**Challenge**
Return every line in the rows below that contains the word "tower", copying each such line in full.

[Begin Data shown]

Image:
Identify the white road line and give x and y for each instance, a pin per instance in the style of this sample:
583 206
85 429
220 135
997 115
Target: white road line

[End Data shown]
[Begin Data shown]

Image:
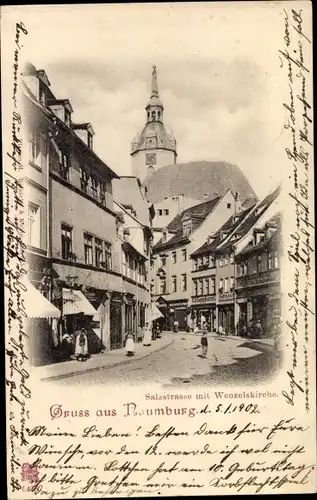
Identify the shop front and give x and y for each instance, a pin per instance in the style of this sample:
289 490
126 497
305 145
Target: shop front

[End Data shown]
[Begin Data shown]

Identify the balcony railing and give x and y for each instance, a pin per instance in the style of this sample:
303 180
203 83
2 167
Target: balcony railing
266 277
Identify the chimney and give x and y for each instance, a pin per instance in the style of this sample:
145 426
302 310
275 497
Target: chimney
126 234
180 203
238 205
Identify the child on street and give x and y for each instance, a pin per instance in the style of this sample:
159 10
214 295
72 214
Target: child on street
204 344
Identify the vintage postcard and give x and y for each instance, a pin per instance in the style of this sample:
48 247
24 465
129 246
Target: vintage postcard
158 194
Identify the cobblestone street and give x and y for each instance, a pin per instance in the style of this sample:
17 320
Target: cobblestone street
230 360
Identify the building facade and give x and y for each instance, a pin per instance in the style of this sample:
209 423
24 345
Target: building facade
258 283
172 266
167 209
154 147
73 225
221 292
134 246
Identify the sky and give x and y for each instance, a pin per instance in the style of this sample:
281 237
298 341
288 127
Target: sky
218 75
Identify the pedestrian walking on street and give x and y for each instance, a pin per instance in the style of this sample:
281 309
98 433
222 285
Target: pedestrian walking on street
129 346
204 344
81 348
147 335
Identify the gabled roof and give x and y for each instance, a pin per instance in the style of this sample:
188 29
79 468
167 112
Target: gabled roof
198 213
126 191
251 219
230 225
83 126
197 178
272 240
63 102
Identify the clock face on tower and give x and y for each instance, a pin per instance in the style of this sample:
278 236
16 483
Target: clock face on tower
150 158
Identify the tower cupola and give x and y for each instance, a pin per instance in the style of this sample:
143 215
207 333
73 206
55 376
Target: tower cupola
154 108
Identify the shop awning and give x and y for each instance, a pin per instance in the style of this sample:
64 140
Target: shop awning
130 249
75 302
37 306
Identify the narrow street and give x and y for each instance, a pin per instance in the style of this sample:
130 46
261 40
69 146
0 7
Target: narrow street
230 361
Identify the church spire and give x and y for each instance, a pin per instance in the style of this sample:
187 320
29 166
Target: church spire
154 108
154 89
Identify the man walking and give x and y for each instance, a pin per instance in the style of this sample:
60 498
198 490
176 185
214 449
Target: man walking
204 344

[End Data shown]

**Response to this exercise**
Identify the clock face on tower and give x and y for each instance, a pin per instance in the style of this sample:
Target: clock face on tower
Identify the tower cupola and give x and y for each instance, a pin per instance in the style of this sample:
Target: tower cupola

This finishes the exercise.